» Paginafragment
»»
In aanvulling op de memorie van antwoord heeft het lid van de OSF enkele aanvullende vragen gesteld:

1. Wordt het macrobudget voor 2004 berekend op basis van:

– realisatie bijstandsuitkeringen 2002;

– verwachtingen met betrekking tot de conjunctuur;

– minus efficiencykorting van € 150 miljoen?

2. Wordt het macrobudget 2004 in september 2004 bijgesteld op basis van de conjuncturele ontwikkeling van 2004, loon- en prijsontwikkelingen en de gerealiseerde bijstandsuitkeringen van 2003, zodat het effect hiervan is dat een macrobudget definitief wordt gemaakt waarin de efficiencykorting aan de gemeenten wordt doorberekend, ongeacht de vraag of de efficiencyverbetering ook is gelukt?

3. Wordt de vaststelling van het macrobudget voor 2005 per september 2004 op dezelfde uitgangspunten gebaseerd? Zo ja, kan de bijstelling van het macrobudget 2005 in september 2005 de korting ongedaan maken indien de efficiencyverbetering niet zichtbaar wordt in de gerealiseerde bijstandsuitkeringen van 2004?

Het lid van de OSF vraagt zich af of, als deze interpretatie juist is, de gemeenten dan, in het bijzonder over het introductiejaar 2004 niet een extra groot risico lopen doordat een korting wordt opgelegd ook als geen efficiencyverbetering bereikt wordt. Hij vraagt zich af of deze aanpak dan in overeenstemming is met het uitgangspunt dat het macrobudget voldoende groot moet zijn om de totale som van de bijstandsuitkeringen te kunnen dekken (zie art. 69, tweede lid WWB).

Concreet ingaand op de aanvullende vragen van het lid van de OSF merkt het kabinet het volgende op. Het macrobudget voor 2004 wordt berekend op basis van realisatie bijstandsuitkeringen 2002, verwachtingen m.b.t. de conjunctuur en effecten van rijksbeleid in 2004, waaronder het effect van de introductie van de WWB (jaar 2004: € 150 mln. efficiencyeffect). Het macrobudget 2004 wordt in september 2004 bijgesteld op basis van de conjuncturele ontwikkeling van 2004, loon- en prijsontwikkelingen én de gerealiseerde bijstandsuitkeringen van 2003. De constatering van het lid van de OSF dat het effect hiervan is dat een macrobudget definitief wordt gemaakt waarin de efficiencykorting aan de gemeenten wordt doorberekend, ongeacht de vraag of de efficiencyverbetering ook is gelukt, is juist.

De vaststelling van het macrobudget voor 2005 per september 2004 geschiedt op basis van dezelfde uitgangspunten, dat wil zeggen raming op basis van realisatie van de bijstandsuitgaven in 2003 en met inachtneming van verwachtingen ten aanzien van de conjunctuur en effecten van beleid in 2005. Het kabinet boekt derhalve voor het jaar 2005 een verdere efficiencywinst in van de WWB van € 50 mln, te weten de voorziene toename van het efficiencyeffect van 2004 op 2005 van € 150 mln naar € 200 mln.
««
» Opdracht A
Geef alle onderdelen die in het paginafragment onder vraag 1 worden opgesomd als basis voor de berekening van het macrobudget voor 2004.
Het paginafragment en de records hebben een verschillende herkomst.

» Aangeleverde records
»»
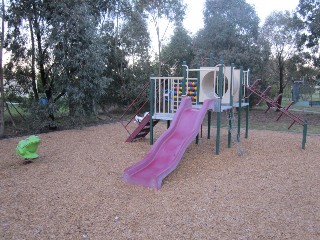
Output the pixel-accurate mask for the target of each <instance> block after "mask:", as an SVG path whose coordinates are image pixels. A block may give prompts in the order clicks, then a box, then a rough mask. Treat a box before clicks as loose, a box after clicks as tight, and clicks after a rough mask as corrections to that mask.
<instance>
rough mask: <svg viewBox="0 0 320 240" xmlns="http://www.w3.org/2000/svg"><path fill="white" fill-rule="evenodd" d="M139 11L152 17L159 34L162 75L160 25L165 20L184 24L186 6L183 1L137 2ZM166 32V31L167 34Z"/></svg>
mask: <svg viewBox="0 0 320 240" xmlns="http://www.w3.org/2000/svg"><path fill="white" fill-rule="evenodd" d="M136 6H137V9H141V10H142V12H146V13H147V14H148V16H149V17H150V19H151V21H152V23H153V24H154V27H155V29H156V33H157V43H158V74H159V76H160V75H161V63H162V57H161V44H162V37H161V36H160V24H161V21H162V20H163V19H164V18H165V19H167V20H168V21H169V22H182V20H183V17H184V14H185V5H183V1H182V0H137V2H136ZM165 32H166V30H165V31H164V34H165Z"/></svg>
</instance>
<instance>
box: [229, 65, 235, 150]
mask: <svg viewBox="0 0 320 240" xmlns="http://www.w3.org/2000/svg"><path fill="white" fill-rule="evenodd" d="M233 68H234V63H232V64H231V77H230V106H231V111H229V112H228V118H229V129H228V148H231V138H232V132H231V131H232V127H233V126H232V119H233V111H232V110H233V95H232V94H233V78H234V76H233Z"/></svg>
««
»»
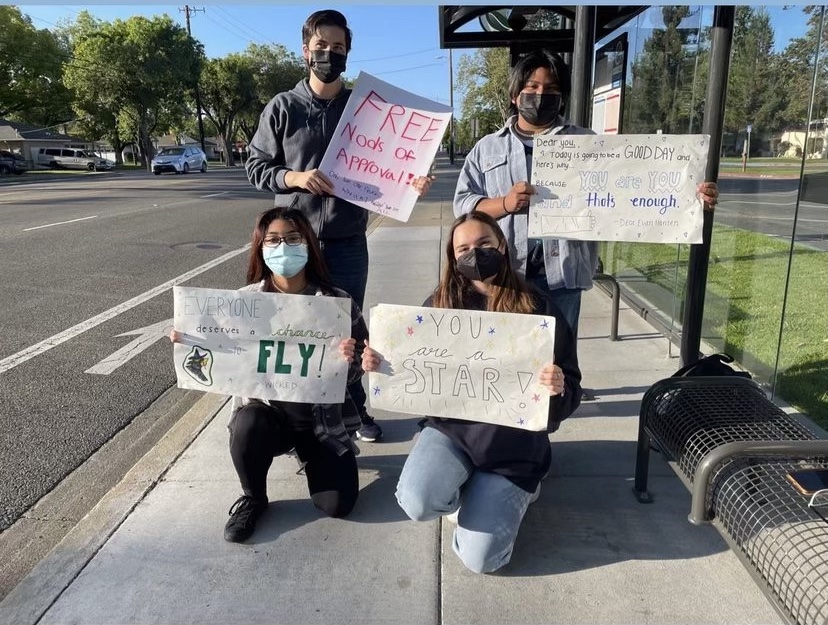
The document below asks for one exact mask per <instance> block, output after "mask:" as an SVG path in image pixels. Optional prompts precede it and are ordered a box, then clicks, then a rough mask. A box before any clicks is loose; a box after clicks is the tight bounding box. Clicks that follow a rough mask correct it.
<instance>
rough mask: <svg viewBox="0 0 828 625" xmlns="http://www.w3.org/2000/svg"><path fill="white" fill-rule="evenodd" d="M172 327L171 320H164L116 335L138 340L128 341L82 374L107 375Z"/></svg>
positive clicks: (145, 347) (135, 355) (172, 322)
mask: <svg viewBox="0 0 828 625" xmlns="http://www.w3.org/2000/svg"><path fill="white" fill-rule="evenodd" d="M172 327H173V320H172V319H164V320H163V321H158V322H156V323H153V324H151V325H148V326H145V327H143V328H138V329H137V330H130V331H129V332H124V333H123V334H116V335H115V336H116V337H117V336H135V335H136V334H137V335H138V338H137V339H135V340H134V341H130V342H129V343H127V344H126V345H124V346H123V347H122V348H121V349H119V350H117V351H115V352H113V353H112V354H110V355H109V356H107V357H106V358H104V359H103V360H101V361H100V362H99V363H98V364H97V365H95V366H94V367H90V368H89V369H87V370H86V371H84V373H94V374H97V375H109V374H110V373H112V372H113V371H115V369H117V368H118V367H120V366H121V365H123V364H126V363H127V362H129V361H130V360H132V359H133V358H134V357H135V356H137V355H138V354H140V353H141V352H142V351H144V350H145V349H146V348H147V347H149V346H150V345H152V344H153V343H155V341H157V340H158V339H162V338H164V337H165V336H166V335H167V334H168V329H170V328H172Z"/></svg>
««
»»
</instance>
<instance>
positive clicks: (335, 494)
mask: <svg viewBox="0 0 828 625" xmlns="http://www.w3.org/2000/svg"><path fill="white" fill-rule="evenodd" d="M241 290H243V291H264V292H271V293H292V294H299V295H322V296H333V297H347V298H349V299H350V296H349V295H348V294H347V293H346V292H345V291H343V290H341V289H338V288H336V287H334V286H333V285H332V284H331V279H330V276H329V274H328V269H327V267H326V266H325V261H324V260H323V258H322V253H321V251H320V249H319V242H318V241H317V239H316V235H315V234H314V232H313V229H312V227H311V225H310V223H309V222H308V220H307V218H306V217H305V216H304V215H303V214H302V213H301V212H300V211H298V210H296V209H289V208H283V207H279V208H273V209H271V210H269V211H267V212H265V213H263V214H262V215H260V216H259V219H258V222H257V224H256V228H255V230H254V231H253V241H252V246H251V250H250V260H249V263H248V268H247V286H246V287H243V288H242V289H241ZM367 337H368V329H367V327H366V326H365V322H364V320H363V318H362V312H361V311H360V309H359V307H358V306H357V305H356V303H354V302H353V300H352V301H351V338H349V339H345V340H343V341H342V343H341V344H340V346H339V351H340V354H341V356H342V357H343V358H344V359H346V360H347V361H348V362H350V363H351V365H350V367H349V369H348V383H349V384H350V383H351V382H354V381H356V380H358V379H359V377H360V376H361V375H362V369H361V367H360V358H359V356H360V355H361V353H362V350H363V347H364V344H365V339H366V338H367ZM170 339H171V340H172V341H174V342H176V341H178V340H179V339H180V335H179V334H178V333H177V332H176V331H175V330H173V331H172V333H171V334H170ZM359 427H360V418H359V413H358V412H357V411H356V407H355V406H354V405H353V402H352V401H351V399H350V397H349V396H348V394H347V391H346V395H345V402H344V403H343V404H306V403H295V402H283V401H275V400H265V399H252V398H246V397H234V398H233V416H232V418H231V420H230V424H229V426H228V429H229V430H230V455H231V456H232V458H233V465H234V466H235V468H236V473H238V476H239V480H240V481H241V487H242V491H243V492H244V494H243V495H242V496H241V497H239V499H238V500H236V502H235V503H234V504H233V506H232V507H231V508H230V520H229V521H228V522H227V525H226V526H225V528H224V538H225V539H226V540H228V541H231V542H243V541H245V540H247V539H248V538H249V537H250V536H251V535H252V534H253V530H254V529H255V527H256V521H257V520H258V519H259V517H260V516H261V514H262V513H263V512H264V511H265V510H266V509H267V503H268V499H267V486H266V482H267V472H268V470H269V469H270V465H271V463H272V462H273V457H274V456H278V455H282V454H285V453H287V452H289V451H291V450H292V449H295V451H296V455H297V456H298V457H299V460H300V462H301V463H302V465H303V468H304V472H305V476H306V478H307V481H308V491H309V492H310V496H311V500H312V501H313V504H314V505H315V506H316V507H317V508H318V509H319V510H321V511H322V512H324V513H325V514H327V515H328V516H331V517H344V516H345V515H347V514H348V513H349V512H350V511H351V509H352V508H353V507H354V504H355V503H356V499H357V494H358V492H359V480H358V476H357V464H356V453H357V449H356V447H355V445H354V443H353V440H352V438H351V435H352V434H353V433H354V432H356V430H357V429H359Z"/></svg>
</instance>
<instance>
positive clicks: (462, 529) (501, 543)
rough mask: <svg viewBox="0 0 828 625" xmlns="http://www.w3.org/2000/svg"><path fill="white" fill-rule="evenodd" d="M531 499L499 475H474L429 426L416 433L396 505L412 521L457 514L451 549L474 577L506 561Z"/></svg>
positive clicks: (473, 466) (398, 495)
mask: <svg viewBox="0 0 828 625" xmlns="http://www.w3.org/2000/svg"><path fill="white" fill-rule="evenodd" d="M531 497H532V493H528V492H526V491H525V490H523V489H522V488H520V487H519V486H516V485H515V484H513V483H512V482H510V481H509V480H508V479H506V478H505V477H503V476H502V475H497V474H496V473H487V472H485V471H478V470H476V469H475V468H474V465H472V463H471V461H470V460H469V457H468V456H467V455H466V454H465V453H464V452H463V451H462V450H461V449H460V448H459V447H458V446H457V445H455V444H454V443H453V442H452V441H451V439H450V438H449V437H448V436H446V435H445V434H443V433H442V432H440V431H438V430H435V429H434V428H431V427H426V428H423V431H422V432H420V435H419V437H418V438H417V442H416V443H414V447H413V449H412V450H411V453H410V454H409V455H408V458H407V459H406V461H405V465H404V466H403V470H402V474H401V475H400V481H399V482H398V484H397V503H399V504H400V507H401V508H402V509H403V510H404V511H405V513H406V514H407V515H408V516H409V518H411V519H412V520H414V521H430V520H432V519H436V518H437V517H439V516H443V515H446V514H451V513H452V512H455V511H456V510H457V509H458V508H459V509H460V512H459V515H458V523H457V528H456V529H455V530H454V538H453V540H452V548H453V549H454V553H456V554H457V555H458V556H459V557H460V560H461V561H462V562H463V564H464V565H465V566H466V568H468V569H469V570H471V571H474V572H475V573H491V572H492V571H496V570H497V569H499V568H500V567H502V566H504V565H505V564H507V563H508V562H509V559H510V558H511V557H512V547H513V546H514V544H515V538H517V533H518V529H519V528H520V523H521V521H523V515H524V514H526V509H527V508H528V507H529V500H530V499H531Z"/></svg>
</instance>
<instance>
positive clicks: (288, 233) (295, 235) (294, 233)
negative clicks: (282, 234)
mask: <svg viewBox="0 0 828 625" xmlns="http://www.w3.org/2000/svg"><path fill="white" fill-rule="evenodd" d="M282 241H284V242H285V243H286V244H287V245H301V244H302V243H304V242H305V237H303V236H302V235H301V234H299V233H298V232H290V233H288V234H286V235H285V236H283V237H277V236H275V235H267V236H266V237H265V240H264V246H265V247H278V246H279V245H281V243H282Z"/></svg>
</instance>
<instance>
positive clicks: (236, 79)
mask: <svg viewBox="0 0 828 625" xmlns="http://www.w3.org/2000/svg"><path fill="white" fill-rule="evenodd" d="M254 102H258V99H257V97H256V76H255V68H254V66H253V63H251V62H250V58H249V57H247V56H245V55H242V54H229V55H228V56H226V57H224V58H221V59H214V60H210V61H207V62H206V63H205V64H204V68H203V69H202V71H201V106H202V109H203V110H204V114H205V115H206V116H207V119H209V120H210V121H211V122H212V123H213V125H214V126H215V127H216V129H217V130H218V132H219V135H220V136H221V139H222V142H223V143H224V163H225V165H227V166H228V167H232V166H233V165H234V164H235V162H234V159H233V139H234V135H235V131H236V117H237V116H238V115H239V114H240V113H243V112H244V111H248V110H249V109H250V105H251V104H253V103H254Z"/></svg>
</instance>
««
» Opdracht B
Zoek in de records elke regel op waarin de string "positive" voorkomt en neem die regels over. Het verschil tussen hoofdletters en kleine letters telt mee.

» Resultaat A
- realisatie bijstandsuitkeringen 2002
- verwachtingen met betrekking tot de conjunctuur
- minus efficiencykorting van € 150 miljoen

» Resultaat B
positive clicks: (145, 347) (135, 355) (172, 322)
positive clicks: (335, 494)
positive clicks: (462, 529) (501, 543)
positive clicks: (473, 466) (398, 495)
positive clicks: (288, 233) (295, 235) (294, 233)
positive clicks: (236, 79)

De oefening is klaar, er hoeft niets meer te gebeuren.